* **AIM OF THE EXERCISE**:
Copy the post about Fox News suing Al Franken, starting with "Putting aside for" and going on through "do about it.", and change "20-cent" to "50-cent" along the way.

* **DOCUMENT TEXT**:
------------------------

Putting the "puh" in puh-leeze for today: Fox News is suing Al Franken because his latest book, Lies and the Lying Liars Who Tell Them, has the subtitle "A Fair and Balanced Look at the Right." "Fair and Balanced," of course, is the slogan for Fox News. (If I didn't know better, I'd swear I sensed Bill O'Reilly's hand in this, given how Franken completely made him look like the ass that he is at their much-publicized recent joint appearance.)
Putting aside for a moment the fact that Fox News is "fair and balanced" only in the sense that the International House of Pancakes is "International," does Fox News think that just because they registered "fair and balanced" as their slogan, nobody else has the right to use those three words together ever? Are we going to have to start writing 20-cent checks to Fox News every time we use the phrase "fair and balanced" in a conversation? Registering that phrase as your trademarked slogan only means nobody else can use it as their trademarked slogan to sell their products or services. If Franken wants to use it as part of a title of a book, ain't nothin' they can do about it.
Of course, Fox doesn't actually expect to get any monetary damages out of this, they'll just wait until Franken and his finances are sufficiently worn down by the protracted legal battle that he changes the title himself. And "fair and balanced" news organization that they are, they've already gone to smearing Franken as "shrill and unbalanced." (Which prompted MSNBC's Keith Olbermann to respond: "This from the network that hired Geraldo Rivera.") But Fox News, just like Dr. Laura, Michael Savage, Ann Coulter and so many others before them, only uses tough talk to disguise the fact that they're a bunch of whiny, no-fayyyyer little bitches who kick and scream anytime something goes even remotely different from the way they'd like. So tired of liberals always being the ones slagged off as whiners. So, so tired.

------------------------

Saved entries
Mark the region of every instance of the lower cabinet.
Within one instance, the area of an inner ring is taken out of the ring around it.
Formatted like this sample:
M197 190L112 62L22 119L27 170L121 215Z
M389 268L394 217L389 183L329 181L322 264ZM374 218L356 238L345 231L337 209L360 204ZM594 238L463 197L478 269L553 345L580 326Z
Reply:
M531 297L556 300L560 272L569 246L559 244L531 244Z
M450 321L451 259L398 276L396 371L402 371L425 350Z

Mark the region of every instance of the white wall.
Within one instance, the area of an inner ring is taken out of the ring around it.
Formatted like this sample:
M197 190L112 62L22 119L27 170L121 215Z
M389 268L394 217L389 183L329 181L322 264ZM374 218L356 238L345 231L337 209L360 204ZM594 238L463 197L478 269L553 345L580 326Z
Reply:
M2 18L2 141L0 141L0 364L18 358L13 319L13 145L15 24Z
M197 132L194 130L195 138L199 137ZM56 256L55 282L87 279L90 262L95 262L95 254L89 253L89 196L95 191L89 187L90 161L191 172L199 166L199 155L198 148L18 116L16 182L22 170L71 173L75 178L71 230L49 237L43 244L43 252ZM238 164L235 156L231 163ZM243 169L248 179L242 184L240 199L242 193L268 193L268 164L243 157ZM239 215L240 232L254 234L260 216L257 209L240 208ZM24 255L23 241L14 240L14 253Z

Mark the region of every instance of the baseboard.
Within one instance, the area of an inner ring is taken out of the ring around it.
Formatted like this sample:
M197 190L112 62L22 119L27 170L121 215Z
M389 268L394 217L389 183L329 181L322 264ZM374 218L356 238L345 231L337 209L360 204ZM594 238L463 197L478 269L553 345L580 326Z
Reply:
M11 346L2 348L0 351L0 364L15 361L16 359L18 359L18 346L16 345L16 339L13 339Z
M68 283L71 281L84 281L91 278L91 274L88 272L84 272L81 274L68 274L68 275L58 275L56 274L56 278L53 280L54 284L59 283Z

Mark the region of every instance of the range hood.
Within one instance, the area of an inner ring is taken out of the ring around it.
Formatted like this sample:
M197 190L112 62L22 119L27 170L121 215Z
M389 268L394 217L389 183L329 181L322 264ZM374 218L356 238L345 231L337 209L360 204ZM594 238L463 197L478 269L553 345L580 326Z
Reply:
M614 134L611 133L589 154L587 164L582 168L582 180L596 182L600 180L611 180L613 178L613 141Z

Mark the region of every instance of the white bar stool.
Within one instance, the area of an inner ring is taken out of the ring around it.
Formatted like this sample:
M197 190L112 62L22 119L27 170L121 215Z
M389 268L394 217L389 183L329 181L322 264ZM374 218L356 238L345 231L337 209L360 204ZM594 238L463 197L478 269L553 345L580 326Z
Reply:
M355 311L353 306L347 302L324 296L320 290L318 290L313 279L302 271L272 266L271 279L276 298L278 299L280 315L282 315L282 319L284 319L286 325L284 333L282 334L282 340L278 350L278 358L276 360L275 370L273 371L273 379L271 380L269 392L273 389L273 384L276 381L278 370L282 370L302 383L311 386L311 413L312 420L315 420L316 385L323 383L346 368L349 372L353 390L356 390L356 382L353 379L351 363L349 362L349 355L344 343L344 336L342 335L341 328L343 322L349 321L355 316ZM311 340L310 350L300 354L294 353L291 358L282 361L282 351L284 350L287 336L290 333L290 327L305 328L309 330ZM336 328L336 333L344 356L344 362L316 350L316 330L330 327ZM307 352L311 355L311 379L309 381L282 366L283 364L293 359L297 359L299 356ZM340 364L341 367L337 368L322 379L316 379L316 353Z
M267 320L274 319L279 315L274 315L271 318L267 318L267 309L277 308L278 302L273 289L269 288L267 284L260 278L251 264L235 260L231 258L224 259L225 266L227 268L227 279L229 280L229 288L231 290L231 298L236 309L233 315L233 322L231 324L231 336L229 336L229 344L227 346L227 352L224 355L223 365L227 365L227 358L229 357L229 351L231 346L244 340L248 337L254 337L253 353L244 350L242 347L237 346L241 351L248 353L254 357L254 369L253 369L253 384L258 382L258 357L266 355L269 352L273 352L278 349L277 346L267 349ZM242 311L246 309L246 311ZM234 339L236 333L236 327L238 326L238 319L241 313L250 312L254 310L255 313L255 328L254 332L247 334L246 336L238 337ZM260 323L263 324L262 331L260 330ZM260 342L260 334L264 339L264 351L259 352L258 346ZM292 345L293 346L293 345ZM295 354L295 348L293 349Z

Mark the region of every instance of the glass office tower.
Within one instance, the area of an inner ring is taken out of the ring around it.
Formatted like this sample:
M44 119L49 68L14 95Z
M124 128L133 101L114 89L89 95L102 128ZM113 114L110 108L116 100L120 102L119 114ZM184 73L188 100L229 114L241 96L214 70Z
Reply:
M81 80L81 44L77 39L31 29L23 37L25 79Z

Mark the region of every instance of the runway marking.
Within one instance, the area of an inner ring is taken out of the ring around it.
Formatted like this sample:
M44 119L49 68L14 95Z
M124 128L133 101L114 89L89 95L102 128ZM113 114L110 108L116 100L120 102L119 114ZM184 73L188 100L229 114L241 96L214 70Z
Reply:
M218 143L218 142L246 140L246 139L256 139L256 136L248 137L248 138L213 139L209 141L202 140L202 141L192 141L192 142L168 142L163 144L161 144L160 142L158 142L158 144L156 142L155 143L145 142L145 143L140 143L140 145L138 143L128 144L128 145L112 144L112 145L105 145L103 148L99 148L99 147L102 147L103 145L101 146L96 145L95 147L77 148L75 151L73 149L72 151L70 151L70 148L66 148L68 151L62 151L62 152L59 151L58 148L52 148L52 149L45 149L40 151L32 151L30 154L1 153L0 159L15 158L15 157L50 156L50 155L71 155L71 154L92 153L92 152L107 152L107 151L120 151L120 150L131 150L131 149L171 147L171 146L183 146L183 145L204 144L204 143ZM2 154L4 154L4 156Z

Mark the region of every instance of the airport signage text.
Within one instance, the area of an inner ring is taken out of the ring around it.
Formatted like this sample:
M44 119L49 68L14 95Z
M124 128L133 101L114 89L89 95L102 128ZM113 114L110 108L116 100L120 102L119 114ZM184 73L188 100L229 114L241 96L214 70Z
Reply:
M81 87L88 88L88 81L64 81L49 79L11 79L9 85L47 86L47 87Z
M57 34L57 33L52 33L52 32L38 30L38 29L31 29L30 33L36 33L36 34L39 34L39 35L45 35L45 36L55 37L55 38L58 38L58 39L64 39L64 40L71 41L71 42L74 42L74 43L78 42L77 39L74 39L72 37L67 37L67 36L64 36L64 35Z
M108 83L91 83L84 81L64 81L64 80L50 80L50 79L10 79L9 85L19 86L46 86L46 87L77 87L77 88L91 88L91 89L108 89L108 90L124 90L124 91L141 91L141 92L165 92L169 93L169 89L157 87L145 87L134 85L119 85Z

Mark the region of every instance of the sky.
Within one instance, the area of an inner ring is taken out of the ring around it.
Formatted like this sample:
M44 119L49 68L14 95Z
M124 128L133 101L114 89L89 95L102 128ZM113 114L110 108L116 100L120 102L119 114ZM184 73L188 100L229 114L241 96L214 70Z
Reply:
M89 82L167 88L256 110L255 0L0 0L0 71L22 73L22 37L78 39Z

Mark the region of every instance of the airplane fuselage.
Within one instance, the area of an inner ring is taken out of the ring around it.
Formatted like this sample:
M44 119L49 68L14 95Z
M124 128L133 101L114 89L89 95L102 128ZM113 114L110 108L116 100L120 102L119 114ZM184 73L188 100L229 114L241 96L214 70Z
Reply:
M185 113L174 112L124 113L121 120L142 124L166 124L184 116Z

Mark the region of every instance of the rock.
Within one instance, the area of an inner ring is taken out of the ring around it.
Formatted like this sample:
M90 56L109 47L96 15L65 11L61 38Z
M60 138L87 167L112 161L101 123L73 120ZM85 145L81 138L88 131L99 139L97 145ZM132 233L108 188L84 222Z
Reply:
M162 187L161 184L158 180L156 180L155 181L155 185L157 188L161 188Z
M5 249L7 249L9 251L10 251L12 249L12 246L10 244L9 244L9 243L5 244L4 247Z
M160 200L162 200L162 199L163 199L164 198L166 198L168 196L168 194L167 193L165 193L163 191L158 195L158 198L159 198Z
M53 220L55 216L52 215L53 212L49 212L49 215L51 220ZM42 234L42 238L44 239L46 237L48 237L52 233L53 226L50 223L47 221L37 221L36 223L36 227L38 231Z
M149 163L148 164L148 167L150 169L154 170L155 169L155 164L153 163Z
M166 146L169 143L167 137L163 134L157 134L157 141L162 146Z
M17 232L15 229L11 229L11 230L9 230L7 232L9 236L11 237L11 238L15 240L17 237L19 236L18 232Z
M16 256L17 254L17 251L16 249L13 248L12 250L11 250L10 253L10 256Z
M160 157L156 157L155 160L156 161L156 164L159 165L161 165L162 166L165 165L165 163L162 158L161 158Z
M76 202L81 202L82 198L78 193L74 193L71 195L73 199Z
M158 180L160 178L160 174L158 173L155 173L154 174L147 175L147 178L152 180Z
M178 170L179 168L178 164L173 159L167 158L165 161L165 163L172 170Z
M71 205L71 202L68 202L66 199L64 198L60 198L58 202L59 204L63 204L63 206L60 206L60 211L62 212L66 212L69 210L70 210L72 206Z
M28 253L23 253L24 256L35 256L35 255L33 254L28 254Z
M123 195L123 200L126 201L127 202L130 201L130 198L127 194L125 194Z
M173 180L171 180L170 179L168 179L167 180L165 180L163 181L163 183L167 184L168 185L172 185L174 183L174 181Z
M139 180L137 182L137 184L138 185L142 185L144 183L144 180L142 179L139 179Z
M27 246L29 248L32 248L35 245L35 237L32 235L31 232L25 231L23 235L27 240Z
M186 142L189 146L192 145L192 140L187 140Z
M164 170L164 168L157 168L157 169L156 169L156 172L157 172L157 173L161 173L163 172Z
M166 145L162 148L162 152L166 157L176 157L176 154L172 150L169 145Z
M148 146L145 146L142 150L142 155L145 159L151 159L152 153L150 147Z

------------------------

* **EXERCISE ANSWER**:
Putting aside for a moment the fact that Fox News is "fair and balanced" only in the sense that the International House of Pancakes is "International," does Fox News think that just because they registered "fair and balanced" as their slogan, nobody else has the right to use those three words together ever? Are we going to have to start writing 50-cent checks to Fox News every time we use the phrase "fair and balanced" in a conversation? Registering that phrase as your trademarked slogan only means nobody else can use it as their trademarked slogan to sell their products or services. If Franken wants to use it as part of a title of a book, ain't nothin' they can do about it.